Problem: Copy out all the data, word for word.

* begin *

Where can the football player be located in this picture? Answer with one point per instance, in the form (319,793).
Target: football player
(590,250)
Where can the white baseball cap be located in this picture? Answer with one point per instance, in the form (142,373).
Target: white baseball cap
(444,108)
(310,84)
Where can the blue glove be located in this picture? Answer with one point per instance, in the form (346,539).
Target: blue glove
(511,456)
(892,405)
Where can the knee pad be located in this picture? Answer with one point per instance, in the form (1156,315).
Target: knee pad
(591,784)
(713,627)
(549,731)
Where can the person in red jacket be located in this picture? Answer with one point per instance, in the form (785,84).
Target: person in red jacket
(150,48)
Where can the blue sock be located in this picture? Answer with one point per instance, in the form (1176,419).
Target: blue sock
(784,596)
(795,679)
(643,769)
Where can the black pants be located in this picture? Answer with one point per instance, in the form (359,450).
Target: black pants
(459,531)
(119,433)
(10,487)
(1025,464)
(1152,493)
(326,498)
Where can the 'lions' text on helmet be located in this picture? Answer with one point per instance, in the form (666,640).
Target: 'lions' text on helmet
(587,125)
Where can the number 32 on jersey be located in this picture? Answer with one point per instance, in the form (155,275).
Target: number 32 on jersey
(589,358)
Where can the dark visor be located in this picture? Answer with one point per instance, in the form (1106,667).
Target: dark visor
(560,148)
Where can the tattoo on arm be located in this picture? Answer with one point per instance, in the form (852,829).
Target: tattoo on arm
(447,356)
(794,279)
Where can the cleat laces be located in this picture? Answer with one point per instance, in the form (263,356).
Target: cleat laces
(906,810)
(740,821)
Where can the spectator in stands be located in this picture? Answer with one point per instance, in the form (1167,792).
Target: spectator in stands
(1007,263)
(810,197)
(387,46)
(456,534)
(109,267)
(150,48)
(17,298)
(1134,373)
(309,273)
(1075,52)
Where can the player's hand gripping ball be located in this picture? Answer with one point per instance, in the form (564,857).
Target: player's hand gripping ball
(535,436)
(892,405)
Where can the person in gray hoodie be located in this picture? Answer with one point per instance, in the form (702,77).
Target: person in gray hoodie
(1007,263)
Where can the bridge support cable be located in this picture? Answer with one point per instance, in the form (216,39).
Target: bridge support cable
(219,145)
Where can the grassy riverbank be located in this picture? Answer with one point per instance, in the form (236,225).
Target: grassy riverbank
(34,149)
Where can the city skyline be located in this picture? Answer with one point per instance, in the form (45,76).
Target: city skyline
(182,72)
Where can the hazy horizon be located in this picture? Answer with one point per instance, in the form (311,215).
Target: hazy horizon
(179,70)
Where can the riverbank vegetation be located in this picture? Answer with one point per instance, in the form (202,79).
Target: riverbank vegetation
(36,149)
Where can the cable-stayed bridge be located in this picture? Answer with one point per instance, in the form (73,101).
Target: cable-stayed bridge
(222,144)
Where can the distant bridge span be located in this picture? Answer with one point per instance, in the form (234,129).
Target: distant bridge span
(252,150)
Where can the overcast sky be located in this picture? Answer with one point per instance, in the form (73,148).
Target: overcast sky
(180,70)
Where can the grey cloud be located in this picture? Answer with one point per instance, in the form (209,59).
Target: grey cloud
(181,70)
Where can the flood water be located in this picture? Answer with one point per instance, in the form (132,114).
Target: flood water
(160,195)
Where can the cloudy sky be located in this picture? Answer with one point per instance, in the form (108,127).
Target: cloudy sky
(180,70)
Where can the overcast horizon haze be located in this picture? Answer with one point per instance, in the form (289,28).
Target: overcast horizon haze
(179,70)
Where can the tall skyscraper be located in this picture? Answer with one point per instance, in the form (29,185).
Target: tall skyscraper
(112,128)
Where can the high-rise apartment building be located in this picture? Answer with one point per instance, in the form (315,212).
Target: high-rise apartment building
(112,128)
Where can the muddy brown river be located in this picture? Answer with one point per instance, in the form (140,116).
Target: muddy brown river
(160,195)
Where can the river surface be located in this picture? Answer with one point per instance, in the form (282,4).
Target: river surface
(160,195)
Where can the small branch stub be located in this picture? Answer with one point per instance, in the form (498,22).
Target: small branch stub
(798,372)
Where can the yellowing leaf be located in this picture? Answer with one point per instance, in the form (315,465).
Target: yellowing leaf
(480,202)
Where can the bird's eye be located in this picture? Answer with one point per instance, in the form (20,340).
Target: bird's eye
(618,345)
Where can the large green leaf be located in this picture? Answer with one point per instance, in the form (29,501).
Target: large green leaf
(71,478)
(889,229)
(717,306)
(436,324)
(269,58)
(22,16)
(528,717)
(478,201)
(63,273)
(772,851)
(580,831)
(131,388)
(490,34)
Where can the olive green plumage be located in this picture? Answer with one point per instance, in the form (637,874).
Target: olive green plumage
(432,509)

* end *

Result for this exercise:
Where can the football player be located in this picture? Answer with one point per instance, in the form (319,793).
Target: football player
(590,250)
Where can the white baseball cap be located in this picture? Answer with one point per instance, in the form (142,373).
Target: white baseball cap
(444,108)
(310,84)
Where can the blue glove be located in this picture? Answer with one point per instance, in the form (346,539).
Target: blue glove
(511,456)
(892,405)
Where can the knee pad be located in this picture? Answer with one point per instance, in the form (1156,315).
Target: knee pad
(591,784)
(713,627)
(549,731)
Where can the person in red jacket be located in this picture? Answer with one point per instance, in the form (785,84).
Target: person in red jacket
(150,48)
Where can the blue sock be located in this picture? Answer with one point per instance, in the form (1176,419).
Target: blue sock
(784,596)
(795,679)
(643,769)
Where can the black pants be located in this picture? Answer with one point per instance, in the form (359,450).
Target: black pants
(459,531)
(119,433)
(10,487)
(1025,464)
(1152,493)
(326,498)
Where can the 'lions' text on helmet be located in this picture? Answer with one point per instance, in the form (666,640).
Target: 'lions' text on helmet
(587,125)
Where can the number 32 on jersey be located in this picture? Answer with one point per instance, in the form (155,275).
Target: number 32 on jersey
(589,358)
Where can the dark visor be located in this picture? Answer with one point per instance, in the form (1106,667).
Target: dark visor
(560,148)
Where can the tattoo on arm be located in this picture? Answer with one point per instance, in the form (852,829).
Target: tattoo on arm
(447,356)
(794,279)
Where can the cleat laces be located in this picture? Answer with one point per instance, in the form (263,356).
Target: cleat laces
(906,810)
(740,821)
Where can the spectator in stands be located in this picture? Answer with one point per instance, in the form (1167,792).
Target: spectator in stands
(1007,263)
(810,197)
(387,46)
(456,534)
(109,267)
(150,48)
(17,298)
(1134,373)
(309,273)
(1075,52)
Where can the player's hand gripping ball be located in this picture? Answer with one point per instance, in the form (564,857).
Target: player's hand gripping ball
(535,436)
(892,405)
Where can the person in gray hoodie be located in this picture? Answer with one point per instance, in the form (702,77).
Target: person in gray hoodie
(1007,263)
Where can the bridge support cable be located in this picture? Answer with one point per instance, in the form (216,39).
Target: bridge support cable
(219,145)
Where can the grassy riverbank be located in this picture? Answer with one point per instance, in the form (236,225).
Target: grassy riverbank
(34,149)
Where can the city skyline be located in this picture? Answer with one point per instance, in the form (45,76).
Target: city skyline
(182,72)
Where can the hazy horizon be located in this picture? Answer with one point per instance, in the form (311,215).
Target: hazy horizon
(179,70)
Where can the riverbank vegetation be located in this picture? Answer with one point per instance, in the form (202,79).
Target: riverbank vegetation
(36,149)
Where can the cable-stayed bridge be located in this picture? Answer with one point per instance, in the form (73,101).
Target: cable-stayed bridge
(222,144)
Where can the distant bridge span be located in this picture? Answer with one point per instance, in the form (234,129).
Target: distant bridge span
(252,150)
Where can the overcast sky be located in this picture? Answer with one point per instance, in the form (73,148).
Target: overcast sky
(180,70)
Where can the grey cloud be located in this picture? Answer with one point per instance, in the form (209,59).
Target: grey cloud
(181,70)
Where can the flood water be located in this picture? Answer with one point per instance, in the form (132,114).
Target: flood water
(160,195)
Where can the cloudy sky be located in this picture? Answer with one point per instance, in the form (108,127).
Target: cloudy sky
(180,70)
Where can the overcast horizon haze be located in this picture? Answer with one point per instance, in the form (289,28).
Target: overcast horizon haze
(179,70)
Where can the tall skyscraper be located in this picture? Answer with one point per instance, in the form (29,185).
Target: tall skyscraper
(112,128)
Where can the high-rise apartment building be located in this picture? Answer with one point per instance, in the form (315,212).
Target: high-rise apartment building
(112,128)
Where can the muddy brown river be located in this picture? Answer with one point per instance, in the form (140,116).
Target: muddy brown river
(160,195)
Where can the river surface be located in this picture? Answer with one point per instance, in the form (282,4).
Target: river surface
(160,195)
Where can the small branch stub be located in this picture? Answer with one point per instance, in the form (498,22).
Target: small branch stub
(798,372)
Where can the yellowing leaf be located in this picture? Answer with one point per instance, in the form (315,465).
Target: yellowing leaf
(480,202)
Where can the bird's eye be located in this picture? Answer with one point per instance, in the form (20,340).
Target: bird's eye
(618,345)
Where can the large green leaf be located in this picture? Answer with one point per instance, in the form (29,501).
Target: large green leaf
(71,478)
(889,229)
(717,306)
(436,324)
(269,58)
(22,16)
(528,717)
(478,201)
(63,273)
(772,851)
(580,831)
(131,388)
(490,34)
Where can the olive green plumage be located in this picture? Answer with one point per instance, in the form (637,874).
Target: olive green plumage
(432,509)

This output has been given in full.